## Document extract:
"""

Skip to content
This repository has been archived by the owner on Jun 29, 2023. It is now read-only.

Corrupted gelf messages with TCP sender #96

Closed
wants to merge 1 commit into from
Closed

Corrupted gelf messages with TCP sender #96

wants to merge 1 commit into from

Conversation

koeff
Copy link

@koeff koeff commented Oct 5, 2016

On high loads some log messages are corrupted or lost. Writed reproducable test.

Environment: java version "1.8.0_102"; logstash-gelf-1.10.0; logback 1.1.7; graylog.

I'm using logback with logstash-gelf-1.10.0 appender, configured using tcp protocol.
Problem is still reproducable on logstash-gelf-1.11.0-SNAPSHOT.

Logback.xml appender config:

<appender name="GELF" class="biz.paluch.logging.gelf.logback.GelfLogbackAppender">
    <host>tcp:${graylogHost}</host>
    <port>12201</port>
    <version>1.1</version>
    <facility>${appName}</facility>

    <extractStackTrace>true</extractStackTrace>
    <filterStackTrace>true</filterStackTrace>

    <timestampPattern>yyyy-MM-dd_HH:mm:ss.SSS</timestampPattern>
    <maximumMessageSize>8192</maximumMessageSize>
</appender>

GelfTcpSender flushing gelf message buffer

maven source plugin
@@ -208,6 +208,19 @@
</executions>
</plugin>

<plugin>
Copy link
Owner

Choose a reason for hiding this comment

The reason will be displayed to describe this comment to others. Learn more.

Any particular reason for this change? maven-source-plugin is pulled in through the parent pom and executed on release builds.

Copy link
Author

Choose a reason for hiding this comment

The reason will be displayed to describe this comment to others. Learn more.

No, there is no reason to this change. May be ignored.

@mp911de
Copy link
Owner

mp911de commented Oct 5, 2016

Thanks for your PR. Could you help me understand the issue? GelfTCPSender was synchronized once but that lead to performance issues for some users. I currently do not understand why synchronization could solve the issue. SocketChannelImpl synchronizes writes internally (see SocketChannelImpl.write).

Reviewing my code, I found AbstractNioSender.channel is not volatile so a synchronization might resolve visibility issues but adding volatile to AbstractNioSender.channel is required anyways to resolve possible visibility issues with the other senders.

I'm also not sure whether SO_SNDBUF might be an issue. If the send buffer is full it won't accept any data. I'm not sure what happens in such case, the socket could either block or throw an IOException. If it's the exception, then the socket gets closed and reopened what could cause package loss.

@koeff
Copy link
Author

koeff commented Oct 5, 2016

Ok, I'll try to explain the problem (sorry for my English).

"""

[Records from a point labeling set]
"""

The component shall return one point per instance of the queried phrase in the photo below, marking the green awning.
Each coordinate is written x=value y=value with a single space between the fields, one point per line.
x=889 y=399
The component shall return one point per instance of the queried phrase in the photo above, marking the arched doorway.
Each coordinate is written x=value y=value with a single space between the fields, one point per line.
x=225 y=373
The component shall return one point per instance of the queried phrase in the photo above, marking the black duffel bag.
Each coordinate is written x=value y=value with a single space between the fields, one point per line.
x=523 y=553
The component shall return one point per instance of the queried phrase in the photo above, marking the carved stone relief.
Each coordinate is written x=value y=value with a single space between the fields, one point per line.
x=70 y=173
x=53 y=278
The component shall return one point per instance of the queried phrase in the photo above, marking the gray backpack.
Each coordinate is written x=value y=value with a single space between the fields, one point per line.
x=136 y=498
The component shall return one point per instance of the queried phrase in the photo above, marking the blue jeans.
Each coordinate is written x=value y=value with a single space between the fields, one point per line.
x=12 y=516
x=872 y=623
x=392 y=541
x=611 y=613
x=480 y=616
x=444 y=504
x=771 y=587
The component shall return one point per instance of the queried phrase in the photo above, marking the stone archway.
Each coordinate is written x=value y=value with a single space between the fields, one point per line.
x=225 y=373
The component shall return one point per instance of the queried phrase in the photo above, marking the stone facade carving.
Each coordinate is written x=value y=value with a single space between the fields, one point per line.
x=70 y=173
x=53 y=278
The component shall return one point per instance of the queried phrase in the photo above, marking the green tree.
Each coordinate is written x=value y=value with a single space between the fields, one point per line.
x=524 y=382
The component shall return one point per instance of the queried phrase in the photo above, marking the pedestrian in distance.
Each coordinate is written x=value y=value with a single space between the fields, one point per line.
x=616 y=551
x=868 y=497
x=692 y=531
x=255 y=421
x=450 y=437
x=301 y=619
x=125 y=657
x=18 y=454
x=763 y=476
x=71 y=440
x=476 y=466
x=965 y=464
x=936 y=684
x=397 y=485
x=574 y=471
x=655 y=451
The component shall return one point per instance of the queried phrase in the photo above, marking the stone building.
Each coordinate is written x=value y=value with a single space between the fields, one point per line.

"""

## Task set:
1 - Please quote the pull request thread from "On high loads" up to and including "reproducable on logstash-gelf-1.11.0-SNAPSHOT.".
2 - In the pull request thread, which entries appear on the line that begins "Environment:"? List them all.

## Solutions in order:
1 -
On high loads some log messages are corrupted or lost. Writed reproducable test.

Environment: java version "1.8.0_102"; logstash-gelf-1.10.0; logback 1.1.7; graylog.

I'm using logback with logstash-gelf-1.10.0 appender, configured using tcp protocol.
Problem is still reproducable on logstash-gelf-1.11.0-SNAPSHOT.

2 -
- java version "1.8.0_102"
- logstash-gelf-1.10.0
- logback 1.1.7
- graylog